> **Textauszug**:
────────────────

Lithium ist eines der wichtigsten und nachgefragtesten Materialen für die Elektromobilität und Batteriezellen. In einer Werbebroschüre des afghanischen Öl- und Bergbauministeriums aus dem Jahr 2019 hat der mittlerweile geflohene Präsident Ashraf Ghani wohl treffend erklärt: Der Bergbau sei die grösste Chance, um Wirtschaftswachstum für das Land zu generieren.

Viele kritische Rohstoffe für die Energiewende

Beim Lithium, das für die Europäische Union nicht zuletzt wegen der grossen Bedeutung für die Batterieproduktion und die Energiewende seit dem vergangenen Jahr als «kritischer» Rohstoff gilt, schätzt die Internationale Energieagentur, dass sich der weltweite Bedarf bis 2040 vervierzigfachen könnte. Afghanistan sitze hier auf einem «immensen Vorrat, der bislang noch nicht ausgebeutet wurde», sagt Rohstoffexperte Guillaume Pitron, Autor eines Buchs über die Schattenseiten des «Kriegs» um Bodenschätze.

────────────────

> **Aufgabenstellung**:
Prüfen Sie, ob die Aussagen (a), (b) und (c) mit dem Text über Lithium in Afghanistan übereinstimmen. Antworten Sie jeweils mit Ja oder Nein und zitieren Sie die entscheidenden Worte des Textes wörtlich.
(a) Für die Europäische Union gilt Lithium seit dem vergangenen Jahr als kritischer Rohstoff.
(b) Die Internationale Energieagentur schätzt, dass sich der weltweite Lithiumbedarf bis 2040 verzehnfachen könnte.
(c) Laut Guillaume Pitron ist der afghanische Lithiumvorrat bereits weitgehend ausgebeutet.
Das Material wird für die Bearbeitung nicht benötigt.

[Gesammelte Daten]
────────────────

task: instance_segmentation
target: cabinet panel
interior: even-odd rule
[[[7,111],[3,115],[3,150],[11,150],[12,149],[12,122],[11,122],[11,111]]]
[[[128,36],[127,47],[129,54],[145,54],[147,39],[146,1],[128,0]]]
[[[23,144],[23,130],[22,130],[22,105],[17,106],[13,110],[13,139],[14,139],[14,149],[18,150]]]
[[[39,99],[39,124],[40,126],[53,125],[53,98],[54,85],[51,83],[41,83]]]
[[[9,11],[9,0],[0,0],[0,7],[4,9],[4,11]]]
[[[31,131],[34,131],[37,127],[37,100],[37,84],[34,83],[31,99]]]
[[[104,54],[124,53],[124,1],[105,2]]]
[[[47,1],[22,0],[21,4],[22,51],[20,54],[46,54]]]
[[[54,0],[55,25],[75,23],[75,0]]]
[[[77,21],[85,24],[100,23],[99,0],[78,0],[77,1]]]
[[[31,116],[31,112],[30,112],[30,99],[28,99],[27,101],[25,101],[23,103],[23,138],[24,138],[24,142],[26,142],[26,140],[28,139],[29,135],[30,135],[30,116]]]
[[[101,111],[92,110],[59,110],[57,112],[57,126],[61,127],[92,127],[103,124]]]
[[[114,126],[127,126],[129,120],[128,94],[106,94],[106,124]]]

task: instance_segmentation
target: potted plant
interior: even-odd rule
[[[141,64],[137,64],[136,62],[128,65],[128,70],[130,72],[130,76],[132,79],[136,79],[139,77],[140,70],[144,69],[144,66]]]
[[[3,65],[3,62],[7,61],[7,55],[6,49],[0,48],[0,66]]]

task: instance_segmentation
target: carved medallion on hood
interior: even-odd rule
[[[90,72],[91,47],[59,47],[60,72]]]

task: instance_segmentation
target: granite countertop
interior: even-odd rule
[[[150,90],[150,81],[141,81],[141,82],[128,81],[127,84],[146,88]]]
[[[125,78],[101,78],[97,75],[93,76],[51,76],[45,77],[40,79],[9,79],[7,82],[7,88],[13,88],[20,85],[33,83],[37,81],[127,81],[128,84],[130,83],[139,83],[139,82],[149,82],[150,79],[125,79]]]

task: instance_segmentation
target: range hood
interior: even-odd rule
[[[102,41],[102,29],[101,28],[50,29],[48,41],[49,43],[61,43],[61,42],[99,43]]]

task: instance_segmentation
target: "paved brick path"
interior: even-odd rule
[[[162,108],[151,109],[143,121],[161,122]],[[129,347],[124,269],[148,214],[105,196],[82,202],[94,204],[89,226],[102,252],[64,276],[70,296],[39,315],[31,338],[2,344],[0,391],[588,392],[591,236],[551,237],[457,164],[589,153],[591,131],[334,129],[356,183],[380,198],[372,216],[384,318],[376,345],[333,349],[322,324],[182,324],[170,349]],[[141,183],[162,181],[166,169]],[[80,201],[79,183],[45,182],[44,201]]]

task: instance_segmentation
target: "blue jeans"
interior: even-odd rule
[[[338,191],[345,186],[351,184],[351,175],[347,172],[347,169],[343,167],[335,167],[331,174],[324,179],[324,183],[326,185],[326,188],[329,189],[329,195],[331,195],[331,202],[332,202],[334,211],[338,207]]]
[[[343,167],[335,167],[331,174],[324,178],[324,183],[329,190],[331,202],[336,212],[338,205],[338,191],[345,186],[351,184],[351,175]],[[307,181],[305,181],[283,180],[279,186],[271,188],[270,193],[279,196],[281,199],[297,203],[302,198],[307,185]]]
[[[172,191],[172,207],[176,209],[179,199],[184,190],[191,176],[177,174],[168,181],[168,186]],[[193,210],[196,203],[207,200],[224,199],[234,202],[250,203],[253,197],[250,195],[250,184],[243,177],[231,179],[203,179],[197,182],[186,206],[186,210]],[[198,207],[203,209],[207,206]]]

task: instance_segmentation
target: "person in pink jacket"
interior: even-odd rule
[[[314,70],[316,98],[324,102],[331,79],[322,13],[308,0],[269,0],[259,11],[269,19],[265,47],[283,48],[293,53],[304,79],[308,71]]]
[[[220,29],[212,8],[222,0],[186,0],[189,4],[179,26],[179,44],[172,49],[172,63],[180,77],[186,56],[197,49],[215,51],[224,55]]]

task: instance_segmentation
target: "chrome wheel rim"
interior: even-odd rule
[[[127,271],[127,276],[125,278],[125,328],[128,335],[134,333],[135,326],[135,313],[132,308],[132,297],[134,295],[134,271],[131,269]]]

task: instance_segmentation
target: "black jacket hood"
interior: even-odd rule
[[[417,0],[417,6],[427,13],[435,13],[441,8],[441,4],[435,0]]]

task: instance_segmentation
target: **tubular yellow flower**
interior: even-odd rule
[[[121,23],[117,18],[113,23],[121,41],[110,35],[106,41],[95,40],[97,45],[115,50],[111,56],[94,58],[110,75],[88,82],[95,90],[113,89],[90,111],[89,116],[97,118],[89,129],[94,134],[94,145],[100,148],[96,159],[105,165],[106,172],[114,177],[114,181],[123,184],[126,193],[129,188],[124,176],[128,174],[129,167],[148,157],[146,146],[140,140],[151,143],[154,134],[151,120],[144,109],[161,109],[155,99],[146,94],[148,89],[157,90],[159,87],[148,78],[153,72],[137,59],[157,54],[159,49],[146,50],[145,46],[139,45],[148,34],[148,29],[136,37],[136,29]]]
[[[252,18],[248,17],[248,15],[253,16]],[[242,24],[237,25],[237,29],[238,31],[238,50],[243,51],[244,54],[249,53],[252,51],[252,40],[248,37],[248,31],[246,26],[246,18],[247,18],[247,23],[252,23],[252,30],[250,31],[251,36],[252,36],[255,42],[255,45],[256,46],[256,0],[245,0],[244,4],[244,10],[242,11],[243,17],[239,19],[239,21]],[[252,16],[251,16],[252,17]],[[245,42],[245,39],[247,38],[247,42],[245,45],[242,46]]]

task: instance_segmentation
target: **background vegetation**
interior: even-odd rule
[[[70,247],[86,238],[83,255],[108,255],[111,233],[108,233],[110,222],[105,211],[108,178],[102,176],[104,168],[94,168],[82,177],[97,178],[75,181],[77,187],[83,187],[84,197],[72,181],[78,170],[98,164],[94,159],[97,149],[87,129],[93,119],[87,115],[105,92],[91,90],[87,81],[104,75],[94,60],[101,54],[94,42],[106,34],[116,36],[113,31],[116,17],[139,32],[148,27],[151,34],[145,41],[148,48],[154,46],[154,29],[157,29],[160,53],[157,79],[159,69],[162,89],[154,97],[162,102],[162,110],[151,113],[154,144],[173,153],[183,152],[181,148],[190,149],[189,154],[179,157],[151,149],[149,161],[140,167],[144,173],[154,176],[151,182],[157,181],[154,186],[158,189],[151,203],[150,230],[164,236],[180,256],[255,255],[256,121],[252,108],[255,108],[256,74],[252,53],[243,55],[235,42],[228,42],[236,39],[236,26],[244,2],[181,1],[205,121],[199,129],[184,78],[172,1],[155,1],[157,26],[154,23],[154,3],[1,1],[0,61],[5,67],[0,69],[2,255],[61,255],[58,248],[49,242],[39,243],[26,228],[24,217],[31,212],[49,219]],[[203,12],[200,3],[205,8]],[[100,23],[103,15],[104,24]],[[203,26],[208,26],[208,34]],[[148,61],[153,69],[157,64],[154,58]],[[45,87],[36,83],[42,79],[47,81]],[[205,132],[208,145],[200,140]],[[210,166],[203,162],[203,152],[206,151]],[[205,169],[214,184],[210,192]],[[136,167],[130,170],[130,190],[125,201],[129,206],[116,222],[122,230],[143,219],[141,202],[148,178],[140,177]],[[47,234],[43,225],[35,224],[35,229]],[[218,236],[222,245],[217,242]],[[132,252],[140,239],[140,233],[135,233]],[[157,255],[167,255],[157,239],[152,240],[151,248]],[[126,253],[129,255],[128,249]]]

────────────────

> **Antwortfeld**:
(a) Ja: „seit dem vergangenen Jahr als «kritischer» Rohstoff gilt“
(b) Nein: „bis 2040 vervierzigfachen könnte“
(c) Nein: „immensen Vorrat, der bislang noch nicht ausgebeutet wurde“